■ Kutipan Dokumen:
· · · · ·

Alun-Alun, Pagelaran, dan Siti Hinggil, pada tempat ini Sultan hanya hadir tiga kali dalam
setahun, yakni pada saat Pisowan Ageng,
Grebeg Maulud, Sawal dan Besar, Serta
kesempatan yang sangat insidental yang sangat khusus misal pada saat penobatan
Sultan dan Penobatan Putra Mahkota atau Pangeran Adipati Anom. (YogYES.COM)
Rangkaian bangunan Kraton
yang mengikuti poros Utara-Selatan yang berpadanan dua-dua dengan Kraton Hageng sebagai pusatnya merupakan
simbolisasi dan visualisasi perjalanan hidup manusia di dunia dan akhirat untuk
mencapai kesempurnaan dan kebahagiaan dengan mengabdikan dirinya (kawula) sesuai dengan martabat
ke-kesatria-annya kepada raja (Gusti). (Daliman, 2001:15)
Poros dari Selatan ke
Utara, ialah dari Sitinggil Kidul
sampai ke Pelataran Kraton Hageng
adalah sebagai simbol perjalanan hidup manusia di dunia. Poros dari Utara ke
Selatan, yakni dari Sitinggil Lor
menuju Pelataran Kraton Hageng
menjadi simbol perjalanan pulang ke Rahmatullah. Kraton Hageng menjadi simbol
keduanya, Kraton duniawi dan Kraton surgawi. (Daliman, 2001:15)

· · · · ·

■ Catatan Tersimpan:
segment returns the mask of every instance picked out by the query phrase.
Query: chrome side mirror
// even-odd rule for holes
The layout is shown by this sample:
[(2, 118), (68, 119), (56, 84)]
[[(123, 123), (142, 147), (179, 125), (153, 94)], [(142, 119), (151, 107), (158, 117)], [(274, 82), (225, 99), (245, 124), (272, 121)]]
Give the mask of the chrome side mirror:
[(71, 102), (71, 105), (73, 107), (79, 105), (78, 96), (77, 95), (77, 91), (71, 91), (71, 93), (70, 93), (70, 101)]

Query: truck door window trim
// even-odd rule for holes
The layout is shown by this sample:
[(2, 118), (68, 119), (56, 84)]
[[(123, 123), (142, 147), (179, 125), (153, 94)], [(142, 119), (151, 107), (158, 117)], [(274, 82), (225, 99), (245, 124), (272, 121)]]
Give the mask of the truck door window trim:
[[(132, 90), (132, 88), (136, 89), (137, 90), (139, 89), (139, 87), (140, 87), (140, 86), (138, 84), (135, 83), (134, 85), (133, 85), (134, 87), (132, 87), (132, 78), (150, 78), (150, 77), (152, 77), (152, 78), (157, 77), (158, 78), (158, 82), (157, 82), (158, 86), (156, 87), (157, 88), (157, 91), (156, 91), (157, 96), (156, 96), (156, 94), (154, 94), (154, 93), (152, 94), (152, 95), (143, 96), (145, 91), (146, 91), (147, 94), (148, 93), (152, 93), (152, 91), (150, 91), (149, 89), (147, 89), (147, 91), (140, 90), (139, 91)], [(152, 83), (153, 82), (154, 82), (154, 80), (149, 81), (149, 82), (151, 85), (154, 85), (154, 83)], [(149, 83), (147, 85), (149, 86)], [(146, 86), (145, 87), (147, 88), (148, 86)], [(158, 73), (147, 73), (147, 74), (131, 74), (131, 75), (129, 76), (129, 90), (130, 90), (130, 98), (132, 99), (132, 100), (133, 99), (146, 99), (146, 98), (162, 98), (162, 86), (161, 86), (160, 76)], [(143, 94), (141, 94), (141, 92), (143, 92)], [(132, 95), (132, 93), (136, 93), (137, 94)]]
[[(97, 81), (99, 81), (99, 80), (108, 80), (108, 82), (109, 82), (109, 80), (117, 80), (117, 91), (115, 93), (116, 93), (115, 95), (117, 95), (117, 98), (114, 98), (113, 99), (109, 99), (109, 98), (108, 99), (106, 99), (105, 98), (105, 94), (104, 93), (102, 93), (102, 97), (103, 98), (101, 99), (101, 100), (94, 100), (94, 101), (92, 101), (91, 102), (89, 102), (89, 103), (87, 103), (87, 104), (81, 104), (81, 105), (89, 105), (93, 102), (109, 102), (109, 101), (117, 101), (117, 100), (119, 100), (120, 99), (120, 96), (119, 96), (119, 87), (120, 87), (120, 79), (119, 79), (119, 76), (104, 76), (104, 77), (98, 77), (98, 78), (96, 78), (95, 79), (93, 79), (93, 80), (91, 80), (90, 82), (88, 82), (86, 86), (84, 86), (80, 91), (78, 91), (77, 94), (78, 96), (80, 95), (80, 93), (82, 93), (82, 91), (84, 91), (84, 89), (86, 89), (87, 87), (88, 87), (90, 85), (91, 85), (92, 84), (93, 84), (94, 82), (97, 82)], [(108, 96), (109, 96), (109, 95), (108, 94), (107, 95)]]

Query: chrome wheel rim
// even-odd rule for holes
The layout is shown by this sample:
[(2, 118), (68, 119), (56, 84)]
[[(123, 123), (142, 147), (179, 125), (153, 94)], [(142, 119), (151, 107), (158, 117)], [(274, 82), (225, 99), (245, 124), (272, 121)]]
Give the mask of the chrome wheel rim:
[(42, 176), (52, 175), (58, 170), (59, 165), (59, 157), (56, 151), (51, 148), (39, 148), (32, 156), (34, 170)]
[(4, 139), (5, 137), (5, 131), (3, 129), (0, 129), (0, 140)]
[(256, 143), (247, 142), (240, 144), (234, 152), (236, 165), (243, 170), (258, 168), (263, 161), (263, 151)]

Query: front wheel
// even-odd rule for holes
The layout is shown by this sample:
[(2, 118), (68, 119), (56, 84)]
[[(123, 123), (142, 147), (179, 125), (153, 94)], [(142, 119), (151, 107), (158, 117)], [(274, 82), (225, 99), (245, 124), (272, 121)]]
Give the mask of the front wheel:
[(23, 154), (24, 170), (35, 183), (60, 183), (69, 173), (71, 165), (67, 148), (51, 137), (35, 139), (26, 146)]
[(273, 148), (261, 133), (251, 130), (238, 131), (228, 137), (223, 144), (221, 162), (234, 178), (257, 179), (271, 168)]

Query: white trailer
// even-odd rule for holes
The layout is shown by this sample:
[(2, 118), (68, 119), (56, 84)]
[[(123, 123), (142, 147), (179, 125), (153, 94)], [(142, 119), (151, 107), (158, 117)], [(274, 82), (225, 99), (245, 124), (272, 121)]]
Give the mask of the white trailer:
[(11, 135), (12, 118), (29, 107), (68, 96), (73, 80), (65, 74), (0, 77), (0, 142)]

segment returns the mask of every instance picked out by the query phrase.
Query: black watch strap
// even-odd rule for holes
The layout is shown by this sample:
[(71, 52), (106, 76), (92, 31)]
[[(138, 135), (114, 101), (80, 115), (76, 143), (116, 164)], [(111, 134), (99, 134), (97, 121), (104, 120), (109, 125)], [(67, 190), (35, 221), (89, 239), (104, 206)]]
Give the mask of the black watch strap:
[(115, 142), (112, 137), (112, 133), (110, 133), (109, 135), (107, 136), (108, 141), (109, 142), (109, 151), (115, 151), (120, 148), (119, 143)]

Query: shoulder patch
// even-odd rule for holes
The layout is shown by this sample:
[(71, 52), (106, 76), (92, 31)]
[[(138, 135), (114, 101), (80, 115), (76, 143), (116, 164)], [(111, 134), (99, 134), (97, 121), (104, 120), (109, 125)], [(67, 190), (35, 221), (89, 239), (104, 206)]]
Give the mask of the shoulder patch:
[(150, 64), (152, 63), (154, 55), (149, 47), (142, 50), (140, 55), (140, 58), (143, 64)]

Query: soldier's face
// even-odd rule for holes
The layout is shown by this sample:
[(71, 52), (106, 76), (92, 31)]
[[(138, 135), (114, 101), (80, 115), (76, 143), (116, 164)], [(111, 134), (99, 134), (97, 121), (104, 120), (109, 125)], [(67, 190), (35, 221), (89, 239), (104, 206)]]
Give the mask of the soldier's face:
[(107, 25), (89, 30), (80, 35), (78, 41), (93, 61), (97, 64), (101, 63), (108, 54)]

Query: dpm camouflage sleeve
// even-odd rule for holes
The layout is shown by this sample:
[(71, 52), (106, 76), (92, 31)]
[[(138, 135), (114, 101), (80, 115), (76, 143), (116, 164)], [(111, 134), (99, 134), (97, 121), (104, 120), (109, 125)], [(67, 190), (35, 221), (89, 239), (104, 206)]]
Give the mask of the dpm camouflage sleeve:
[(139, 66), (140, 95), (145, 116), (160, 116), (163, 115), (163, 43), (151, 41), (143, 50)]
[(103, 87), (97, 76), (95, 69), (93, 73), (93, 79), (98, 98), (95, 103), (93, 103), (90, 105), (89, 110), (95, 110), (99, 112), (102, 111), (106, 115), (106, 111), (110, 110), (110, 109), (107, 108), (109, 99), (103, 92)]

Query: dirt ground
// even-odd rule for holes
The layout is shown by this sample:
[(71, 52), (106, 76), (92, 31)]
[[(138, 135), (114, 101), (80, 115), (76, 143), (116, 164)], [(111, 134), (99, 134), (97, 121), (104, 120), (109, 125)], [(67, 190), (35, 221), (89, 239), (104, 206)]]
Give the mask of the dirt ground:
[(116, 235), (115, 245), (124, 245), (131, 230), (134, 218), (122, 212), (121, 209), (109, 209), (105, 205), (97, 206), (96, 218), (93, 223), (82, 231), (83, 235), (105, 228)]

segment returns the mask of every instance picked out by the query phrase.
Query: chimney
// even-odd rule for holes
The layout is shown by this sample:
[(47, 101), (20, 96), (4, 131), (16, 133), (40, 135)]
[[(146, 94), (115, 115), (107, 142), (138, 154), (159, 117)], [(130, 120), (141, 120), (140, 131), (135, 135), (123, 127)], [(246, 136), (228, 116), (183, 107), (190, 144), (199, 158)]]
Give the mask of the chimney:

· · · · ·

■ Tugas Dikerjakan:
A - Kembalikan tanpa perubahan bagian kutipan dokumen tentang Kraton yang diawali kata-kata "Alun-Alun, Pagelaran, dan" dan diakhiri kata-kata "Adipati Anom. (YogYES.COM)".
B - Ketik ulang tanpa perubahan bagian catatan yang dimulai dari baris berisi "Query: dirt ground" hingga baris berisi "235), (105, 228)]", dengan kedua baris itu ikut disertakan.

■ Daftar Jawaban:
A -
Alun-Alun, Pagelaran, dan Siti Hinggil, pada tempat ini Sultan hanya hadir tiga kali dalam
setahun, yakni pada saat Pisowan Ageng,
Grebeg Maulud, Sawal dan Besar, Serta
kesempatan yang sangat insidental yang sangat khusus misal pada saat penobatan
Sultan dan Penobatan Putra Mahkota atau Pangeran Adipati Anom. (YogYES.COM)

B -
Query: dirt ground
// even-odd rule for holes
The layout is shown by this sample:
[(71, 52), (106, 76), (92, 31)]
[[(138, 135), (114, 101), (80, 115), (76, 143), (116, 164)], [(111, 134), (99, 134), (97, 121), (104, 120), (109, 125)], [(67, 190), (35, 221), (89, 239), (104, 206)]]
Give the mask of the dirt ground:
[(116, 235), (115, 245), (124, 245), (131, 230), (134, 218), (122, 212), (121, 209), (109, 209), (105, 205), (97, 206), (96, 218), (93, 223), (82, 231), (83, 235), (105, 228)]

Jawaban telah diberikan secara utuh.